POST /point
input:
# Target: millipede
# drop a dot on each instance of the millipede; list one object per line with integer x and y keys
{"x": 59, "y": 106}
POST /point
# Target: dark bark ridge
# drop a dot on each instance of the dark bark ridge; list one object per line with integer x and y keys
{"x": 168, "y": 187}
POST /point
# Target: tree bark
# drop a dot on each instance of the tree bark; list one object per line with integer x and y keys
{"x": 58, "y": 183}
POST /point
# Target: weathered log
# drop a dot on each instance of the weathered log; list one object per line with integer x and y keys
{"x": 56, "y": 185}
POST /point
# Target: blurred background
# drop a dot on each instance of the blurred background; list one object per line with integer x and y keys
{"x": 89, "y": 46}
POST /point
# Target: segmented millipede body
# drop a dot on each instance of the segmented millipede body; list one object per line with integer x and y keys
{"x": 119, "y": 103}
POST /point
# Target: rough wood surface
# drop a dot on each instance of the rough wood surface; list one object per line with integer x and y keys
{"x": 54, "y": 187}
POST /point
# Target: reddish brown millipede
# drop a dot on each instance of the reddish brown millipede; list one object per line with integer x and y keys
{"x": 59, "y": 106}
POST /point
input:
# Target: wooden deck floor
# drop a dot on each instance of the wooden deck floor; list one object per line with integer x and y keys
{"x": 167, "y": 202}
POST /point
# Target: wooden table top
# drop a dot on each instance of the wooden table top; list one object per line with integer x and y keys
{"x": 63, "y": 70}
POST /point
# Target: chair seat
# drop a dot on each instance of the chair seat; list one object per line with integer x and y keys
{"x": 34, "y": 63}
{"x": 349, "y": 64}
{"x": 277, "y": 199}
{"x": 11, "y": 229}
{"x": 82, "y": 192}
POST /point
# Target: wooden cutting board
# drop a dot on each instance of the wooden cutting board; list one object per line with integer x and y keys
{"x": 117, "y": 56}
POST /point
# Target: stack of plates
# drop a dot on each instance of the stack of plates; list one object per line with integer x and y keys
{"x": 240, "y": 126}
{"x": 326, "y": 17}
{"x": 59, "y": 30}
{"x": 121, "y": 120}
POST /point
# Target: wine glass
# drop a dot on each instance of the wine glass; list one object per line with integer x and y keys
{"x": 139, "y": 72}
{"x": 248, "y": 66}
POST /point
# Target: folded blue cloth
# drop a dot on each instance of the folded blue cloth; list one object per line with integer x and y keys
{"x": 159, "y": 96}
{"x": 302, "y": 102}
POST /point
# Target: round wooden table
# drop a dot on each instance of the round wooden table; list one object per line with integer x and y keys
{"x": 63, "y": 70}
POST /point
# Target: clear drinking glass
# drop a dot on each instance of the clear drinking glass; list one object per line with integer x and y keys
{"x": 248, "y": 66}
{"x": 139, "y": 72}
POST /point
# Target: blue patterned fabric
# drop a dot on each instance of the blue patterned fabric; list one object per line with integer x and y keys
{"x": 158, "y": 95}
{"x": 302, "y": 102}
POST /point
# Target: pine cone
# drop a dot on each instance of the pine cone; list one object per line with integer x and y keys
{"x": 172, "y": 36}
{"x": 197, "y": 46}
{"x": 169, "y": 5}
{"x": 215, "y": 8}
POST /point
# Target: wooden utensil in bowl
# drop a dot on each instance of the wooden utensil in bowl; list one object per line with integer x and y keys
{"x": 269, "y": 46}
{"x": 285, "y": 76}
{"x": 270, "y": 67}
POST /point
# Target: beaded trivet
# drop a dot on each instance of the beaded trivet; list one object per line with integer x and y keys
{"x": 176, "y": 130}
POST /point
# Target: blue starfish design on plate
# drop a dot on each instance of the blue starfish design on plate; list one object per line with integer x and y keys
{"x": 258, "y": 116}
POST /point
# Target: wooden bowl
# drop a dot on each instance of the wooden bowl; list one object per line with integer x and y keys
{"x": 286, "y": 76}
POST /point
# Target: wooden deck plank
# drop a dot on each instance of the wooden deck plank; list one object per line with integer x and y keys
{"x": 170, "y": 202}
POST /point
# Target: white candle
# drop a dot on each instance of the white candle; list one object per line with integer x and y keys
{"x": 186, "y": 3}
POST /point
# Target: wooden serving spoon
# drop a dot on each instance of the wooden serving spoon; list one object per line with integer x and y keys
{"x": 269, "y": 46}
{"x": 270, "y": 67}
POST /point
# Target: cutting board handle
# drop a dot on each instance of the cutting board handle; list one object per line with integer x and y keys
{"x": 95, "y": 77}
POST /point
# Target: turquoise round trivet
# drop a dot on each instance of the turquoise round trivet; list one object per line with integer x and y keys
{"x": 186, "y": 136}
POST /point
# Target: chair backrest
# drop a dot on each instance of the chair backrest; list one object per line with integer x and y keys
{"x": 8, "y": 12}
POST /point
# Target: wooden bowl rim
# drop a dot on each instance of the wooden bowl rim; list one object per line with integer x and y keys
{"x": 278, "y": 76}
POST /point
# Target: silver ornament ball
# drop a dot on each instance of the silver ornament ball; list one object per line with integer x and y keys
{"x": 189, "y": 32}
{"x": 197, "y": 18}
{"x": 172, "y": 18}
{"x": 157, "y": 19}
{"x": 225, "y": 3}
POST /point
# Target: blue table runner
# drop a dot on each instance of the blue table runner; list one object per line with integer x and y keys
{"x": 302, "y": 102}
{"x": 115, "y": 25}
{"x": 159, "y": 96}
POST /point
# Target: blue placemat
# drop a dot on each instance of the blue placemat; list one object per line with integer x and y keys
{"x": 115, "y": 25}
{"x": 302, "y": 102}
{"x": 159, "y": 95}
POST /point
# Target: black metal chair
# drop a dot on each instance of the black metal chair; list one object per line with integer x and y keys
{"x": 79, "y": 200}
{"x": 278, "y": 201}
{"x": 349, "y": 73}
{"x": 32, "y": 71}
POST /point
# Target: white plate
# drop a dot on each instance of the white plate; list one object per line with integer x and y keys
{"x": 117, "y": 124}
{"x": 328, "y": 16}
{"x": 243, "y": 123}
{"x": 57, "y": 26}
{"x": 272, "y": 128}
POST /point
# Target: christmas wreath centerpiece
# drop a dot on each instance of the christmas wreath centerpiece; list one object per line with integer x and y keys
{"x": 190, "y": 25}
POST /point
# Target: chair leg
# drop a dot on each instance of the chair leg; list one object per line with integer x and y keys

________________________

Pick out every line in the rows above that contains the word "utensil", and copy each one out. Case counts.

● **Full output**:
# Target: wooden utensil in bowl
# drop a dot on each instance of the wooden utensil in bowl; list one object per line with integer x and y keys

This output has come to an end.